> _SET EXERCISE_
Can you output the entries below as a two-column CSV with the headers request and answer, one row per entry, each field quoted and any line breaks replaced with spaces? Leave out the pictures.

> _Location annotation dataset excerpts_
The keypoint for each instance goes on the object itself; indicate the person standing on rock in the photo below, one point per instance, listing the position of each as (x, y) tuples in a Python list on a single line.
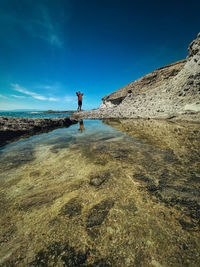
[(79, 94)]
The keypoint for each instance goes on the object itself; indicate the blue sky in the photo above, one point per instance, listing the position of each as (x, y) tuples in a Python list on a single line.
[(51, 48)]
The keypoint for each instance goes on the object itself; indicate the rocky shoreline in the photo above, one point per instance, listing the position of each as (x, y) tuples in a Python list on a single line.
[(12, 128)]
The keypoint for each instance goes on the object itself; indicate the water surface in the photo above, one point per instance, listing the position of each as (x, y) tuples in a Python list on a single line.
[(112, 193), (33, 114)]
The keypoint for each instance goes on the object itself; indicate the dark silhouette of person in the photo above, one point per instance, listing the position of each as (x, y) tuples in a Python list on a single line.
[(79, 94), (81, 126)]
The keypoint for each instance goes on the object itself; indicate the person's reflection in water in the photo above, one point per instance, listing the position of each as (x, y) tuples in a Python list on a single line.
[(81, 126)]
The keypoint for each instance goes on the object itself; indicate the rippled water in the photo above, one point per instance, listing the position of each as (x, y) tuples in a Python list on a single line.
[(112, 193), (33, 114)]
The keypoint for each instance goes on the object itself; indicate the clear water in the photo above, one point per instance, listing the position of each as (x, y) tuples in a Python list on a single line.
[(112, 193), (33, 114)]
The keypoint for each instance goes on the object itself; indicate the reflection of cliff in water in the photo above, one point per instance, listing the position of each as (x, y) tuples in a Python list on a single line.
[(174, 174), (102, 197)]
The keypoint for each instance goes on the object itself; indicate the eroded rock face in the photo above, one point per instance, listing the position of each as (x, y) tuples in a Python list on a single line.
[(172, 90), (11, 127)]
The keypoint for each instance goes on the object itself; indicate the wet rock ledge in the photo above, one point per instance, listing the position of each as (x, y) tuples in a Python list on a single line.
[(11, 128)]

> _RESULT_
request,answer
"The keypoint for each instance goes on the object itself; indicate the person standing on rock in the photo below, one point per instance, listing the position of each as (x, y) tuples in a Python list on a single line.","[(79, 94)]"
"The keypoint for each instance goes on the object itself; indicate the blue sky in the photo above, one point per instance, listing the position of each as (x, y) tuples in a Python list on a single line.","[(51, 48)]"
"The keypoint for each instance goes on the object itself; indicate the rocky shoreline in the photo above, one point per instance, listing the position of each as (x, y) tuples in a Python list on a single line.","[(12, 128)]"
"The keypoint for each instance goes on the object itself; indicate the water surface in the photo above, one point per instance, listing the position of each as (x, y) tuples in a Python list on a single line.","[(112, 193), (33, 114)]"
"The keypoint for each instance goes on the object itself; indicate the dark silhouette of person in the photo above, one point per instance, listing the position of each as (x, y) tuples in a Python list on a single line.","[(79, 94), (81, 126)]"
"The keypoint for each instance goes on the object itself; indicate the person's reflection in water in the photo above, one point per instance, listing the position of each as (x, y) tuples in a Python list on a single line.","[(81, 126)]"
"The keypoint for each instance goes on the object itself; indicate the rippled water in the photo above, one point per instance, listing the position of each as (x, y) tuples in a Python list on a single line.","[(112, 193), (33, 114)]"
"The keypoint for each instance goes on the object itself; indicate the clear water in the photo above, one point per instance, listing the position of each as (x, y) tuples in a Python list on a single line.","[(112, 193), (33, 114)]"
"The keypoint for each instance goes on the object itself; indicate the reflection of cliff in water in the photo above, one point per instance, listing the position of each as (x, y) tuples in a Python list on a single line.","[(174, 174), (102, 197)]"
"The keypoint for each instance goes on the object itself; indicate the eroded rock face in the photo above, one point per instance, listing the position of each as (x, y) tuples in a Python list on a single line.","[(172, 90), (11, 127)]"
"The keypoint for each instance goes on the object itself; indicate the wet rock ledge in the photo above, one point per instance, listing the position of each as (x, y) tuples in a Python list on a single line.","[(11, 128)]"